### EXERCISE PROMPT
Reproduce the items below line for line, without any change, and omit the pictures from your copy.

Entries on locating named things
** start **
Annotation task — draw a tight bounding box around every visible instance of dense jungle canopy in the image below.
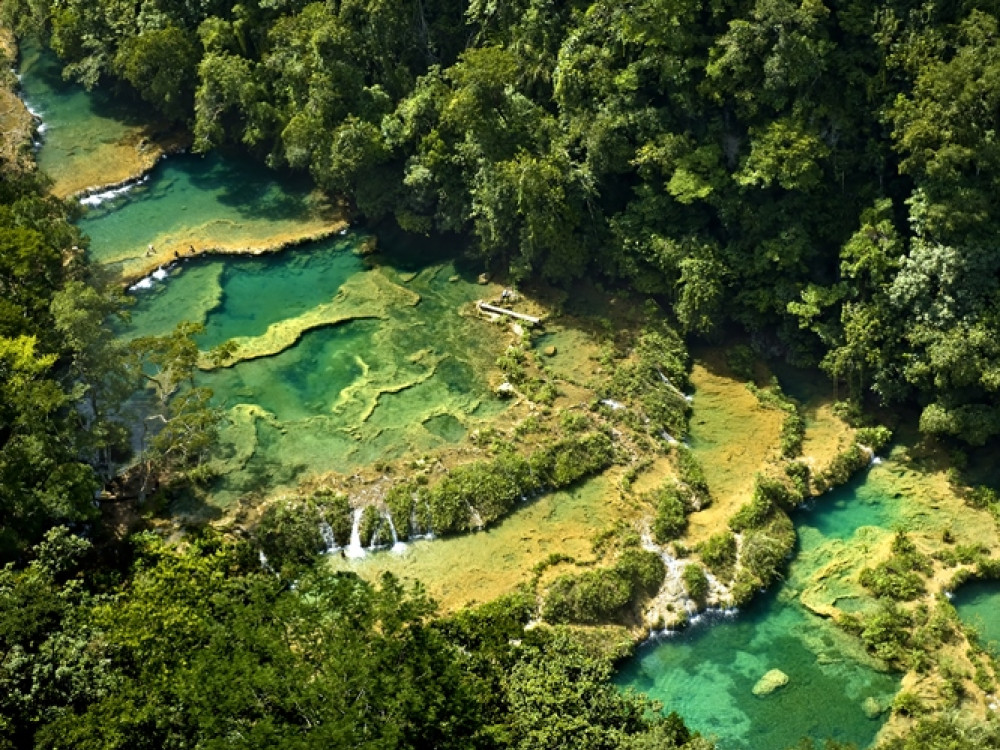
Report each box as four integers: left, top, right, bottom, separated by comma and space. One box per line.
0, 0, 1000, 750
4, 0, 1000, 444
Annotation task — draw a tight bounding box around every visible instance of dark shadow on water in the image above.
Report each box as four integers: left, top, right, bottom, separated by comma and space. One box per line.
182, 149, 313, 220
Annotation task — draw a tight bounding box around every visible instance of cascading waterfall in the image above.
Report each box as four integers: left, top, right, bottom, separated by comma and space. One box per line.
385, 513, 406, 554
344, 508, 365, 560
319, 521, 340, 555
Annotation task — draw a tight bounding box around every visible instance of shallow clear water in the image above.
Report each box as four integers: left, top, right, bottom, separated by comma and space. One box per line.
616, 470, 899, 750
329, 476, 625, 611
119, 226, 502, 505
951, 581, 1000, 657
20, 40, 148, 195
130, 235, 362, 349
78, 151, 332, 272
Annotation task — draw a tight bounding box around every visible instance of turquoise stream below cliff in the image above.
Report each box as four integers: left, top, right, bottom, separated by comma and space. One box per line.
617, 468, 900, 750
951, 581, 1000, 658
17, 39, 928, 750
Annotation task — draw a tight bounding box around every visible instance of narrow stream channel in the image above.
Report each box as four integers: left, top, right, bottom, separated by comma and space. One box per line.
24, 36, 928, 750
617, 470, 899, 750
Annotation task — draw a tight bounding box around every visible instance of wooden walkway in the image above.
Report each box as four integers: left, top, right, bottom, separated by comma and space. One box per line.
476, 300, 542, 325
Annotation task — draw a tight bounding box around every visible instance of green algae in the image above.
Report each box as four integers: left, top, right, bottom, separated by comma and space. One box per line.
20, 39, 172, 197
617, 470, 899, 750
329, 476, 621, 611
79, 154, 343, 279
124, 235, 503, 506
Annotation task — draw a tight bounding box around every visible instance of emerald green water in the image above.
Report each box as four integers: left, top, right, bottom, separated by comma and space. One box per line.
121, 235, 362, 349
22, 38, 916, 750
951, 581, 1000, 657
77, 151, 336, 271
616, 472, 899, 750
123, 234, 502, 505
20, 40, 143, 194
21, 36, 502, 505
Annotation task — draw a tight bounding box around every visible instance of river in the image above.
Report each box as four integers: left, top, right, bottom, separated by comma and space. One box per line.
22, 39, 1000, 750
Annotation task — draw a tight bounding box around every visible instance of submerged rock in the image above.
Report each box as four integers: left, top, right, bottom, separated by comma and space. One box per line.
753, 669, 788, 696
497, 382, 516, 398
861, 695, 885, 720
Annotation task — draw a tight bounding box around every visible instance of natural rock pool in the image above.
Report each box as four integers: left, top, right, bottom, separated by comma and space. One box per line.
617, 470, 899, 750
22, 36, 980, 750
951, 581, 1000, 658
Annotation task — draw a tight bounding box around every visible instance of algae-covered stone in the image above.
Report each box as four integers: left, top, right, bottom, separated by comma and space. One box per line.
356, 235, 378, 255
497, 382, 517, 398
861, 695, 885, 719
753, 669, 788, 696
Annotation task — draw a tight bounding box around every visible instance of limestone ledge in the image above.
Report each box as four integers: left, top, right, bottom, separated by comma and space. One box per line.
0, 27, 35, 172
118, 219, 349, 287
198, 270, 420, 374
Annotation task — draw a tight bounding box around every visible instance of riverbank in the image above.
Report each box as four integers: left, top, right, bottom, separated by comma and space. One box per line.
0, 27, 35, 172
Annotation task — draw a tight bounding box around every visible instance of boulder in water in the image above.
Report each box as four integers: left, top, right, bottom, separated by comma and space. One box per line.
861, 695, 885, 720
753, 669, 788, 696
497, 382, 516, 398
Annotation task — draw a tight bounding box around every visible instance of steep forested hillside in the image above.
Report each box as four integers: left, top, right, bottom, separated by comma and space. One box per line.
5, 0, 1000, 444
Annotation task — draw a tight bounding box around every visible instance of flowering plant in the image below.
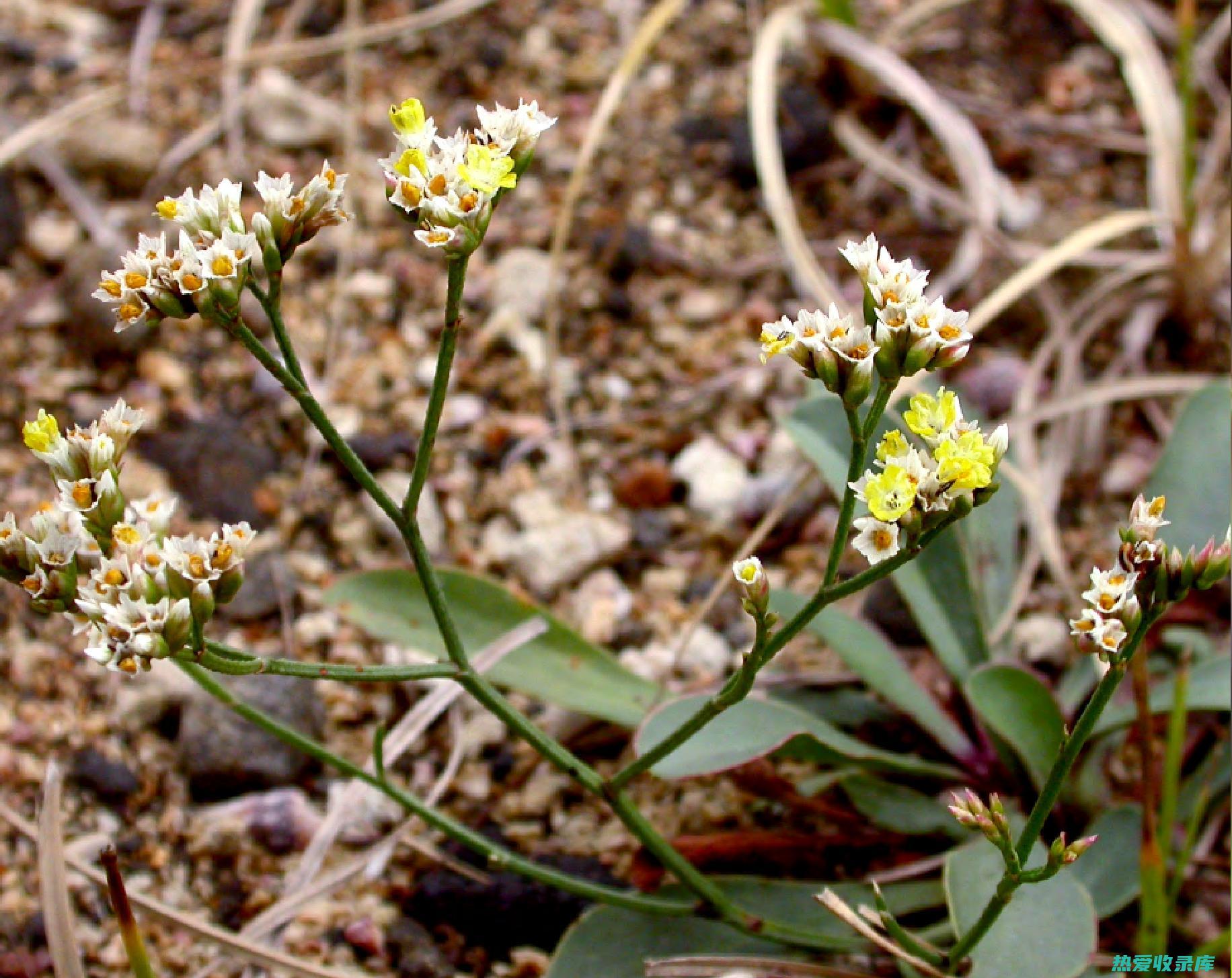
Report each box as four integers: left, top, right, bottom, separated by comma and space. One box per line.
0, 99, 1229, 975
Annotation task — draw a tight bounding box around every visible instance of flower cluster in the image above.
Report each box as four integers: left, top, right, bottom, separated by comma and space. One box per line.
850, 386, 1009, 564
93, 163, 346, 333
761, 303, 881, 408
0, 401, 254, 674
1069, 496, 1232, 661
839, 234, 971, 380
381, 99, 555, 256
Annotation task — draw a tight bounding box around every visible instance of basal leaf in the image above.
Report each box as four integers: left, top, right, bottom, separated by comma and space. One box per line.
633, 695, 960, 778
967, 665, 1065, 787
770, 589, 972, 758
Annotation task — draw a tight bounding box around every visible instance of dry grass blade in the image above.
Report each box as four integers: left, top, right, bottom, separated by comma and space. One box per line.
1005, 373, 1227, 425
0, 802, 361, 978
0, 85, 124, 166
1067, 0, 1184, 229
239, 0, 492, 67
128, 0, 166, 116
817, 888, 946, 978
543, 0, 686, 468
222, 0, 265, 171
37, 761, 85, 978
749, 3, 849, 313
646, 954, 872, 978
967, 210, 1163, 334
816, 21, 1001, 293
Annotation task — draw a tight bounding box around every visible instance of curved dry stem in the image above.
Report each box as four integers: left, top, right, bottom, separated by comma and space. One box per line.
749, 0, 852, 313
1067, 0, 1185, 233
814, 21, 1001, 293
967, 210, 1163, 334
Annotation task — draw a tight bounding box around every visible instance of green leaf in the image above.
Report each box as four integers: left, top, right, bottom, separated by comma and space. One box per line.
840, 775, 968, 839
633, 694, 961, 780
325, 570, 658, 727
1145, 383, 1232, 549
942, 839, 1095, 978
967, 665, 1065, 787
770, 589, 973, 756
782, 397, 1003, 680
547, 877, 944, 978
1091, 655, 1232, 737
1069, 805, 1142, 919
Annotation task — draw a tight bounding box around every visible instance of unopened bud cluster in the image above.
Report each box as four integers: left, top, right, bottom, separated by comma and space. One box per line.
1069, 496, 1232, 661
93, 161, 348, 333
381, 99, 555, 257
0, 401, 254, 674
850, 386, 1009, 564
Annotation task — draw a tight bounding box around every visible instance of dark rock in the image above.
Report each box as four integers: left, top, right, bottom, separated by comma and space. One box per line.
0, 173, 26, 265
176, 676, 325, 801
403, 832, 619, 956
69, 747, 142, 805
863, 580, 925, 645
141, 415, 278, 527
385, 916, 455, 978
218, 551, 286, 621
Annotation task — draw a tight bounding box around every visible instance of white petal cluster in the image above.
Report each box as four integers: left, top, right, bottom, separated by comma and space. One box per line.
839, 234, 971, 379
381, 99, 555, 255
761, 303, 878, 407
0, 401, 255, 674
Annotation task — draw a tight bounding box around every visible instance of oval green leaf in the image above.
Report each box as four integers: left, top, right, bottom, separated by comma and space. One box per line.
942, 839, 1096, 978
967, 665, 1065, 787
633, 695, 960, 780
770, 589, 973, 758
546, 879, 944, 978
325, 570, 658, 727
** end **
### ANSWER BELOW
Annotation task — draw a tight bounding box around every visible instance of dense jungle canopy in the image below.
Report each box as four integers: left, top, right, bottom, separated by comma and space. One box per line.
0, 0, 1000, 750
4, 0, 1000, 444
Annotation task — draw a tight bounding box around every visible instance of dark shadow on water in the image above.
Report each box as four integers: left, top, right, bottom, separated by comma and space. One box per line.
182, 149, 313, 220
Annotation task — draw a tight bounding box around every visible instance of cascading waterfall in the image above.
Report each box as four integers: left, top, right, bottom, separated by comma and space. One box per line.
385, 513, 406, 554
344, 508, 365, 560
319, 521, 340, 555
Annotation task — draw a tight bounding box around every visible instance of shallow clear water in the image above.
Report each box as four integers: left, top, right, bottom, separated by comma and space. One box per line.
616, 470, 899, 750
329, 476, 625, 611
119, 226, 502, 505
951, 581, 1000, 657
20, 40, 148, 195
130, 235, 362, 349
78, 151, 332, 272
Annotation task — draw a tight bounding box around every visible instance of turquoise stream below cliff in the image above.
Report each box as four integers: left, top, right, bottom, separated by comma and space. One box per line.
617, 468, 900, 750
951, 581, 1000, 658
17, 39, 928, 750
Annotation task — draw a tight bounding box around every visible instance of narrow stream channel in the image above.
Report each box as four integers: left, top, right, bottom, separated by comma and space. One box per line.
24, 36, 928, 750
617, 470, 899, 750
Annotation task — draw a tight bounding box around every visible instance of wooden walkway in the image above.
Report each box as four integers: left, top, right, bottom, separated by comma and space. One box per line.
476, 300, 542, 325
Annotation task — draw a tight bounding box around every visible instance of green algae in the image above.
Report each box as four integers: left, top, right, bottom, separated by comma and space. One box per line.
20, 39, 172, 197
617, 470, 899, 750
329, 476, 621, 611
79, 154, 343, 279
124, 235, 503, 506
Annotation task — draw a tight bounding box around every visible instance of emerald green water in the image above.
Report each box as four integers: left, top, right, bottom, separated by comma and space. One box per line.
121, 235, 362, 349
22, 38, 916, 750
951, 581, 1000, 657
77, 151, 336, 271
616, 472, 899, 750
123, 234, 502, 505
20, 40, 143, 194
21, 36, 502, 505
Annotation task — draw a tight bounding box around every visible instance of river in the image above.
Report each box as four integers: left, top, right, bottom, separated by comma and space. One box per line.
22, 39, 1000, 750
Annotation task — draw a tight bounding box around every visible instance of submerged rock in the image above.
Report each box as four integers: left, top, right, bottom, separated by comma and space. One box per line.
753, 669, 788, 696
497, 382, 516, 398
861, 695, 885, 720
Annotation task — draw a tight bounding box around every visible instance of natural rock pool in the image above.
Report each box as four integers: left, top, right, bottom, separated by comma and space. One box per line.
617, 470, 899, 750
22, 36, 980, 750
951, 581, 1000, 658
Annotation task — draw a tight bounding box around every visible instance of algae-covered stone in the image above.
Report each box as four integers: left, top, right, bottom, separated by comma and space. One box per line.
356, 235, 378, 255
497, 382, 517, 398
861, 695, 885, 719
753, 669, 788, 696
Annotation task — draw a tight bounding box around every visible instance of limestone ledge in the image above.
Report each box as four integers: left, top, right, bottom, separated by comma and space. One box per line.
0, 27, 35, 172
118, 219, 349, 287
198, 270, 420, 374
Annotation task — draw a tight bounding box around every visible instance of riverbank in the image above.
Report each box as four integers: left, top, right, bottom, separated by comma and space. One box per line.
0, 27, 35, 172
Annotation task — draw a tight bounding box around every visible instance of boulder in water in the image above.
Report each box as four integers: left, top, right, bottom, separated by comma and space. One box per line.
861, 695, 885, 720
753, 669, 788, 696
497, 382, 516, 398
Annotation task — draw a tight bounding box around every visible instance of steep forested hillside in the image above.
Report each box as four integers: left, top, right, bottom, separated by comma and space. One box per line.
5, 0, 1000, 444
Annotation task — draw a tight bounding box around every visible instance of flowering plant in the image below.
Report each box as four integers: left, top, right, bottom, separated by comma and space. One box per line.
0, 99, 1229, 975
Annotation task — draw a tight bounding box around every visible instance of flower cluster in the image above.
Report each box as four integers: left, top, right, bottom, separated by comma and space. One box per line.
850, 386, 1009, 564
93, 163, 346, 333
761, 303, 881, 408
0, 401, 254, 674
1069, 496, 1232, 661
839, 234, 971, 380
381, 99, 555, 256
Annotation task — draw a tight bounding box around every visible instance of basal leaf in the image above.
Report each box as four integers: left, top, right, bottom, separated by comma and space. One box per line.
633, 695, 960, 778
967, 665, 1065, 787
770, 589, 972, 758
Annotation task — draw a tight bounding box around every visible instance of dry grass blade in the image above.
Report each box as four integers: left, top, right, bottom, separated by comma and space. One box per line.
1005, 373, 1227, 425
0, 802, 361, 978
0, 85, 124, 166
1067, 0, 1184, 229
239, 0, 492, 67
128, 0, 166, 116
817, 888, 946, 978
543, 0, 686, 468
222, 0, 265, 171
37, 761, 85, 978
749, 3, 849, 313
646, 954, 872, 978
967, 210, 1163, 334
816, 21, 1001, 293
Annotation task — draw a tight bounding box around every visible instance of curved dry stem in the image above.
Report each box as four integers: left, top, right, bottom, separated by comma and space. One box per line.
749, 0, 852, 313
1067, 0, 1185, 233
814, 21, 1001, 293
967, 210, 1163, 334
Annotation task — draw a tight bounding box around every visible instance of green leaf in the image above.
Report each box as four integers: left, top, right, bottom, separated by comma and space. One box per line.
840, 775, 968, 839
633, 694, 961, 780
325, 570, 658, 727
1145, 383, 1232, 549
942, 839, 1095, 978
967, 665, 1065, 787
770, 589, 973, 756
782, 397, 1003, 680
547, 877, 944, 978
1091, 655, 1232, 737
1069, 805, 1142, 919
Annotation task — draw a tight bounding box around every visible instance of unopened bud cluster in the image above.
Report each box as four integers: left, top, right, bottom, separated by comma and space. One box per line.
1069, 496, 1232, 661
93, 161, 348, 333
381, 99, 555, 257
0, 401, 254, 674
850, 386, 1009, 564
Annotation task — draw a tight bounding box around every visible instance of dark rock in the image above.
Report each box as four integers: left, top, right, bottom, separated by comma and space. One box per line.
0, 173, 26, 265
176, 676, 325, 801
403, 832, 619, 956
69, 747, 142, 805
863, 580, 925, 645
141, 415, 278, 527
385, 916, 455, 978
218, 551, 286, 621
Annotation task — draw a tight bounding box around every visible instance of white petal cluster in the image above.
Report each box as four integers: left, top, right, bottom, separated by comma and space. One box per line.
839, 234, 971, 379
381, 99, 555, 255
761, 303, 878, 407
0, 401, 255, 674
Annotation task — draw a tight bounding box around every visible instance of oval green leaf in the image above.
Report each box as four integers: left, top, right, bottom, separated by comma and space. One box per line.
942, 839, 1096, 978
967, 665, 1065, 787
633, 695, 960, 780
770, 589, 973, 758
546, 879, 944, 978
325, 570, 658, 727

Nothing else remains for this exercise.